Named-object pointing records
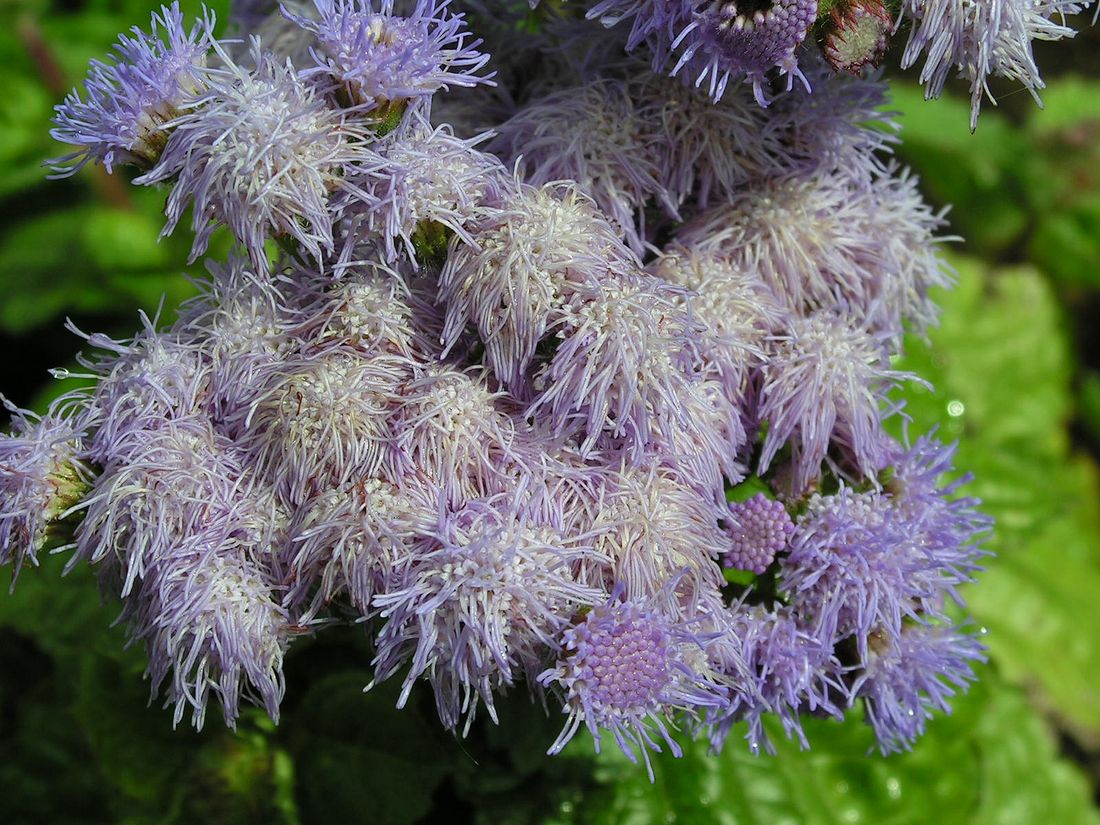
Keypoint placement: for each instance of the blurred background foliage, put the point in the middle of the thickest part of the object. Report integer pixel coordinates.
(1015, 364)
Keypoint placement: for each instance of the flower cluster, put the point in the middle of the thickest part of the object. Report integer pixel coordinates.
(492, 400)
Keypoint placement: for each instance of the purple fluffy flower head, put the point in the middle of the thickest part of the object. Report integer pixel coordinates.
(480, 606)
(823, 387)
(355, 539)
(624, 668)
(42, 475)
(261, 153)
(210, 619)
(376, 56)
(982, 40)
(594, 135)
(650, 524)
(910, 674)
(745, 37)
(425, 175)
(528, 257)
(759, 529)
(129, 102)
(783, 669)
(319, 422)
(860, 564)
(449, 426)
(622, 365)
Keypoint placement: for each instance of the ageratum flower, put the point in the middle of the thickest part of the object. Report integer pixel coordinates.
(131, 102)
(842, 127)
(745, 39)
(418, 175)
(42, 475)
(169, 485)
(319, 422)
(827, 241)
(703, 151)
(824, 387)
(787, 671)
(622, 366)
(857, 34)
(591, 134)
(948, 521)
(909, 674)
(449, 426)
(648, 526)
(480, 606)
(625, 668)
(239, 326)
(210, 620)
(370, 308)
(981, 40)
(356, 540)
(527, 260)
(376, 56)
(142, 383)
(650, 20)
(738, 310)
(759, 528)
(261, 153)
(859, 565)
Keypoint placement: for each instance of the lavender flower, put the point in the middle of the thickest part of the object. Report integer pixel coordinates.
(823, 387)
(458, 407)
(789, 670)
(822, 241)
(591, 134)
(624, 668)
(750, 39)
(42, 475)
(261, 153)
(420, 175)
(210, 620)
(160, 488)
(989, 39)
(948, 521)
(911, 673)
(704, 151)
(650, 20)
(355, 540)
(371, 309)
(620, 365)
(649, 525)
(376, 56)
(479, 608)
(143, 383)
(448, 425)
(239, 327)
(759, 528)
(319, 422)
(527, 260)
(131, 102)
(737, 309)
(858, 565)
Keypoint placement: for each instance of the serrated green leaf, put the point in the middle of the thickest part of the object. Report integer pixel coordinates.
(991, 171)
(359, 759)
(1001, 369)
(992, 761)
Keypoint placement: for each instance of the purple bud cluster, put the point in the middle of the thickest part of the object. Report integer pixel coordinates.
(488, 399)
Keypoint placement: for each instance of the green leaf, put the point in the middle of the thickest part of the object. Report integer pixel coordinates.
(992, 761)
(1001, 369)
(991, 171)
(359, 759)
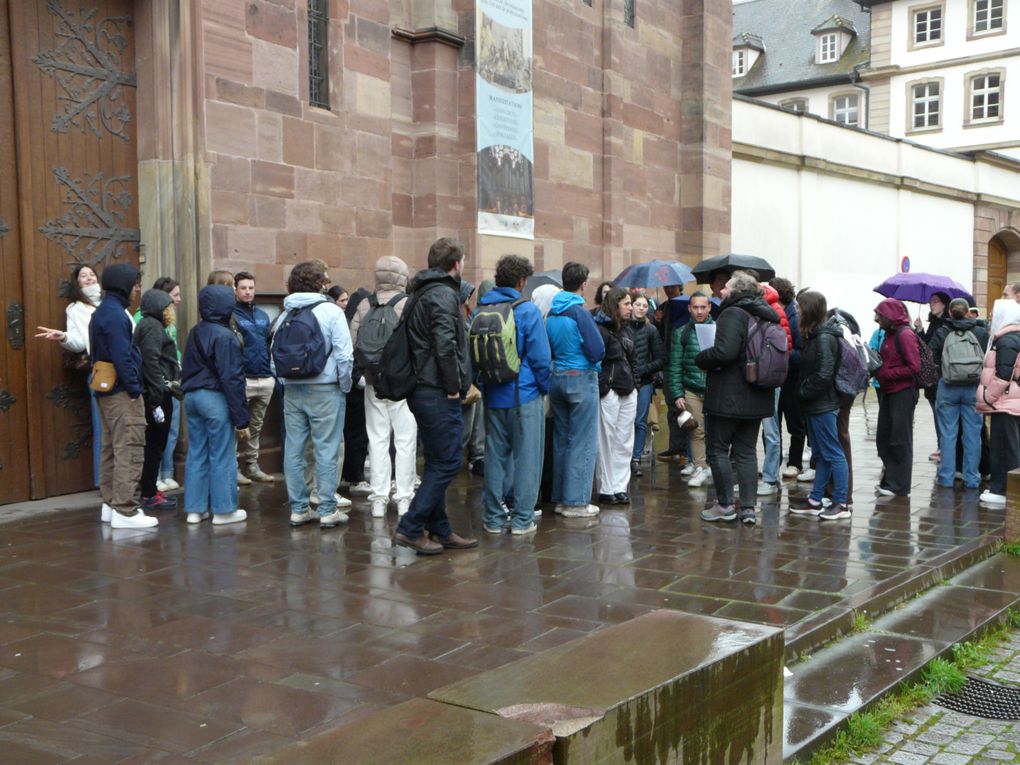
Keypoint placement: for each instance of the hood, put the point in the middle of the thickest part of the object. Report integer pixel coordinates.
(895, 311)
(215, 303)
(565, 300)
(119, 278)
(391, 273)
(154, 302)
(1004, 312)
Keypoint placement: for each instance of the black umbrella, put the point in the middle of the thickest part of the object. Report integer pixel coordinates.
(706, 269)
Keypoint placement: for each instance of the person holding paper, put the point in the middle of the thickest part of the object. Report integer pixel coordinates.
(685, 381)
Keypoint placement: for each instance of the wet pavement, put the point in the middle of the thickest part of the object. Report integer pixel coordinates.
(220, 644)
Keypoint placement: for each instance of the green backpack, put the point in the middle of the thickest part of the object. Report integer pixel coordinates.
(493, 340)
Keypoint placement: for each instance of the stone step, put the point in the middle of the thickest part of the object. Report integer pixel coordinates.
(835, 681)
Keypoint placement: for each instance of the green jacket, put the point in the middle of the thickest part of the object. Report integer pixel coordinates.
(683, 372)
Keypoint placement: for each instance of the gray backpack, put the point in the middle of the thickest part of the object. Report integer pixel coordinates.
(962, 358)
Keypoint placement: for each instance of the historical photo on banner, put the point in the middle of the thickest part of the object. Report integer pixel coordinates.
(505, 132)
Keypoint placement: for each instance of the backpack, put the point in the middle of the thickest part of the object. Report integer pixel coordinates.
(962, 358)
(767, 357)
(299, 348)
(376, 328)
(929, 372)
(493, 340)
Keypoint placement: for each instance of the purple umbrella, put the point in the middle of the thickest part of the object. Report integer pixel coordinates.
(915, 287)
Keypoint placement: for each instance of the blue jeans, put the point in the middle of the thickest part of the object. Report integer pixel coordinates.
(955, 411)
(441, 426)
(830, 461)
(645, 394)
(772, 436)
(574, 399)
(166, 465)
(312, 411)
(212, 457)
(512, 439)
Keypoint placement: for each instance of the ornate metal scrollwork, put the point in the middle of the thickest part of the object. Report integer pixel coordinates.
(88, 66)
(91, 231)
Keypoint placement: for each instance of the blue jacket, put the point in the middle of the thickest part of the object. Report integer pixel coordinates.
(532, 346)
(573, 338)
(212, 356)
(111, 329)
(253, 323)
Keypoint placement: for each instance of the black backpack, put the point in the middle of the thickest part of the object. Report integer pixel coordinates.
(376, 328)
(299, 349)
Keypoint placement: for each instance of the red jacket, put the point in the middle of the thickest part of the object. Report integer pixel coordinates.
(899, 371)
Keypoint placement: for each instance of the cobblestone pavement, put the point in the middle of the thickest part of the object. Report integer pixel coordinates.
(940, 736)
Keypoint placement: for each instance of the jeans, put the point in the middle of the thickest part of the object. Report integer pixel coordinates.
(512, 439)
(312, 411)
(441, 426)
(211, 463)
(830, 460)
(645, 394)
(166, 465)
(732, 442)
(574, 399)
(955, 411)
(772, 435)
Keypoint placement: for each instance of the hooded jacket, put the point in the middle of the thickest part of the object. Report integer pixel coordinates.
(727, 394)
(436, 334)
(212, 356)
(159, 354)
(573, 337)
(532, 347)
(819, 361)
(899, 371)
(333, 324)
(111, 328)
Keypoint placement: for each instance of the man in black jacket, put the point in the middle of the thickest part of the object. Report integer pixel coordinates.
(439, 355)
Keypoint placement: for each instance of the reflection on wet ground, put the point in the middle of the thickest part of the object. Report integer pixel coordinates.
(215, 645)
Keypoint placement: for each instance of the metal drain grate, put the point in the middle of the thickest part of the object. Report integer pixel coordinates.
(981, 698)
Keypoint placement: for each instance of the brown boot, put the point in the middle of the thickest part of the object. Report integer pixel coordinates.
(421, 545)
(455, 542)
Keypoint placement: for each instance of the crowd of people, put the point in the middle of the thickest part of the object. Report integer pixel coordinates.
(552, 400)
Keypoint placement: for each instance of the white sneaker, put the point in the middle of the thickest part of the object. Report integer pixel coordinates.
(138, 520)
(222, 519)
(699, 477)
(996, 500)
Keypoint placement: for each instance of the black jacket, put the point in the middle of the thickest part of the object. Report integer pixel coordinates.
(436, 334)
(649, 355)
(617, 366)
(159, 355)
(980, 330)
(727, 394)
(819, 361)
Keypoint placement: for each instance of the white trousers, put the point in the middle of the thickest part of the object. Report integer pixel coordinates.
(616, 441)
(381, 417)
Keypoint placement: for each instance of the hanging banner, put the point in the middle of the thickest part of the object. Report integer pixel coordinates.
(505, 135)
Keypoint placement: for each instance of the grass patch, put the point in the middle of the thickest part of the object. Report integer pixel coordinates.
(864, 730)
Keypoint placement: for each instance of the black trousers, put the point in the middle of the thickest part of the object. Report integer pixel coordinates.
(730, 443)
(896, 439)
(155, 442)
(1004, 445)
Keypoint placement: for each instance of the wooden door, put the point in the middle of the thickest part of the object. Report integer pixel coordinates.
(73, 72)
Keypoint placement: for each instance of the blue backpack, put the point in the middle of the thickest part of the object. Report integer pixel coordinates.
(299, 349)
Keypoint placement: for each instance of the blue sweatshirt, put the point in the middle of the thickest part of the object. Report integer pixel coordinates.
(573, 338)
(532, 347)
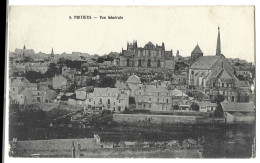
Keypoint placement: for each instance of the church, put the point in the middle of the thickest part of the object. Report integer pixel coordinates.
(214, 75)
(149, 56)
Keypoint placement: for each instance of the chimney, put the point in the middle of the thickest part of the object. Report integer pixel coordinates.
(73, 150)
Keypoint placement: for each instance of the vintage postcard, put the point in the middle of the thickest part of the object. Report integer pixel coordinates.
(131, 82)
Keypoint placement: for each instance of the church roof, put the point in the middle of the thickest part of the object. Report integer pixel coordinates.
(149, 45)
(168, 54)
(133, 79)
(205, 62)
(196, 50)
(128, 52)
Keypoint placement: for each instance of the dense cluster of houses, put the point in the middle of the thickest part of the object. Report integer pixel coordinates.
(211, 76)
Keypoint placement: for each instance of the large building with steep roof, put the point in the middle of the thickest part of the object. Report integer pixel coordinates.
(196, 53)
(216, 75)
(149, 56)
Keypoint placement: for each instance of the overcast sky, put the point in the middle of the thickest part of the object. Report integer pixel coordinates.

* [WHAT YOU NEED TO DO]
Begin with the line that contains "Keypoint placement: for each instance of the grass" and copy every line through the end of the listing, exactly as written, both ends included. Pictures are not part of the copy.

* [EXERCISE RESULT]
Keypoint placement: for each instance of the grass patch, put the point in the middle of the thickest part of the object. Report integer pixel coordinates.
(864, 730)
Keypoint placement: for each instance of the black trousers, put the point in the middle of the thickest part of the object. Report integer pixel coordinates.
(730, 443)
(896, 439)
(155, 442)
(1004, 445)
Keypoint placement: for each instance of the wooden door, put the point in the middle of the thickest part of the object. Report integer pixel coordinates.
(73, 72)
Keypoint placement: for each instance of the blue backpack, put the point in the middle of the thickest part of the object. Report integer pixel coordinates.
(299, 349)
Keypoint placement: for each instance of the blue sweatshirt, put the point in the middle of the thickest part of the object. Report integer pixel coordinates.
(573, 338)
(532, 347)
Keypoint placement: for each instance of the church, put the point in the middle of the thickest part of the object. Report integer pixel coordinates.
(214, 75)
(149, 56)
Keypoint placement: for each instance of the chimney, put the point in the middle of the thickest part of the object. Report integer pixel coordinates.
(73, 150)
Keypoint placement: for each instance of the vintage postcard, put the point in the middle of the thickest part of the object. Report integer pixel coordinates.
(131, 82)
Keypoint placement: for each instance of the church roof, put the point in the middle of the thickest part of the object. Report integer pixel coordinates.
(149, 45)
(168, 54)
(133, 79)
(205, 62)
(196, 50)
(128, 52)
Keypoint placement: for each instance of the dense cluster of houses, put the point in the middle of the thickest part of the object. Report integer pixel coordinates.
(211, 76)
Keypoint placement: for each instance of the large building with steep roof, put the point in the middle of the thickest part of the object. Report integer pixel coordinates.
(196, 53)
(216, 75)
(149, 56)
Keypoint placement: for each instance of the overcast sky, put the point in the middle of the thickest part of the object. Report integer pixel coordinates.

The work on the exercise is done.